* **To be done**
Extract every record, keeping each one exactly as it is.

* **Given data**
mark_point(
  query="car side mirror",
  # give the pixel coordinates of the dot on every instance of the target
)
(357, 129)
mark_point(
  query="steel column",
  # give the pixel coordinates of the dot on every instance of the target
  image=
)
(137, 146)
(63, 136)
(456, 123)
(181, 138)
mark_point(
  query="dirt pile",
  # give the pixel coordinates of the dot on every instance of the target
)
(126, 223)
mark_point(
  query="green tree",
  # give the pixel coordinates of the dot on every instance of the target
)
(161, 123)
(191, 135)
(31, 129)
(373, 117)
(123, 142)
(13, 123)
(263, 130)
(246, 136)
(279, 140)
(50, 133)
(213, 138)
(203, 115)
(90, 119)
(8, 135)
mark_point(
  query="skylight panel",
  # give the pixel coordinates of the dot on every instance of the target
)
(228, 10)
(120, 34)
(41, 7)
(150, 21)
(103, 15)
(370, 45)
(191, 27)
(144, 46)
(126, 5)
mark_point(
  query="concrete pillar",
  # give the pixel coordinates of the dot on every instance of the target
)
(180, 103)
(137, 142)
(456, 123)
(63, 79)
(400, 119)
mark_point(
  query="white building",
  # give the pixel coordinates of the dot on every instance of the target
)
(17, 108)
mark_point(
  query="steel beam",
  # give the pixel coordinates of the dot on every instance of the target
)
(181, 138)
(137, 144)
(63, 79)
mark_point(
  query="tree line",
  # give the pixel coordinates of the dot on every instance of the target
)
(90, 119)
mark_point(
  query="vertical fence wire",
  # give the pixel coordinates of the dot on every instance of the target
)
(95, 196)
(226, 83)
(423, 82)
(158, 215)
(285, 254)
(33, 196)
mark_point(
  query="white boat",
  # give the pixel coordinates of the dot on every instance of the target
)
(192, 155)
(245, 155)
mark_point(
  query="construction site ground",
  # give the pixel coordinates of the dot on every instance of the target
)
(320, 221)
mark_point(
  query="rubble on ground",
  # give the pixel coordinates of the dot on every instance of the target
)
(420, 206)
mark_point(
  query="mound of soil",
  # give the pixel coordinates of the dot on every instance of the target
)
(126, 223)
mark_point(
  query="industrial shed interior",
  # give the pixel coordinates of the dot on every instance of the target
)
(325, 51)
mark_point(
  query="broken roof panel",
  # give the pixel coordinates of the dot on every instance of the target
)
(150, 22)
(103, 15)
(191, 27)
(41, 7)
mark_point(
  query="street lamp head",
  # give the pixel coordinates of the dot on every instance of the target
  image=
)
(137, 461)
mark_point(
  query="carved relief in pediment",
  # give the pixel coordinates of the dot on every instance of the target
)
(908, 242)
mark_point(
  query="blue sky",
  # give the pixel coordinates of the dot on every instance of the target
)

* **Task output**
mark_point(
  query="car side mirror",
  # give the pixel coordinates of the dot on every instance of the target
)
(357, 129)
mark_point(
  query="steel column",
  # give the pixel coordinates of the dot on every instance of the target
  image=
)
(137, 146)
(63, 136)
(456, 123)
(181, 138)
mark_point(
  query="dirt pile",
  # give the pixel coordinates of the dot on every instance of the target
)
(126, 223)
mark_point(
  query="green tree",
  # give the pixel coordinates of the dot on every instance of the target
)
(161, 123)
(191, 135)
(31, 129)
(373, 117)
(123, 142)
(13, 123)
(263, 130)
(246, 136)
(279, 140)
(50, 133)
(213, 138)
(203, 115)
(90, 119)
(8, 135)
mark_point(
  query="skylight panel",
  # give the pixel coordinates of the dot on every instance of the target
)
(228, 10)
(120, 34)
(41, 7)
(150, 21)
(103, 15)
(370, 45)
(191, 27)
(144, 46)
(126, 5)
mark_point(
  query="concrete pillar",
  # give the pixel coordinates of the dot on every instance of the target
)
(180, 103)
(137, 142)
(456, 123)
(63, 79)
(400, 119)
mark_point(
  query="white building",
  # give the pixel coordinates of the dot on every instance of the target
)
(17, 108)
mark_point(
  query="steel beam",
  # give the pixel coordinates of the dot on every instance of the target
)
(181, 138)
(137, 144)
(63, 79)
mark_point(
  query="tree line",
  # give the pixel coordinates of the dot on every instance of the target
)
(90, 119)
mark_point(
  query="vertical fence wire",
  # give the pixel coordinates of the dot on every instance of the target
)
(95, 196)
(226, 83)
(423, 82)
(158, 215)
(285, 254)
(33, 196)
mark_point(
  query="white boat",
  # give the pixel coordinates of the dot on every instance of the target
)
(192, 155)
(245, 155)
mark_point(
  query="construction site ground",
  # give the pixel coordinates of the dot on every instance of the target
)
(320, 221)
mark_point(
  query="rubble on ground",
  # give the pixel coordinates of the dot on every instance of the target
)
(420, 206)
mark_point(
  query="mound of soil",
  # give the pixel coordinates of the dot on every instance of the target
)
(126, 223)
mark_point(
  query="industrial shed interior",
  # give the pixel coordinates of the dot on every instance of the target
)
(325, 51)
mark_point(
  query="broken roof panel",
  # give the pixel coordinates of the dot on every instance of the target
)
(150, 22)
(103, 15)
(191, 27)
(41, 7)
mark_point(
  query="street lamp head",
  # give the pixel coordinates of the dot on every instance of the target
  image=
)
(137, 461)
mark_point(
  query="carved relief in pediment",
  # give the pixel coordinates of the dot on every instance of the target
)
(908, 242)
mark_point(
  query="blue sky",
  # give the pixel coordinates of the dot on every instance of the target
)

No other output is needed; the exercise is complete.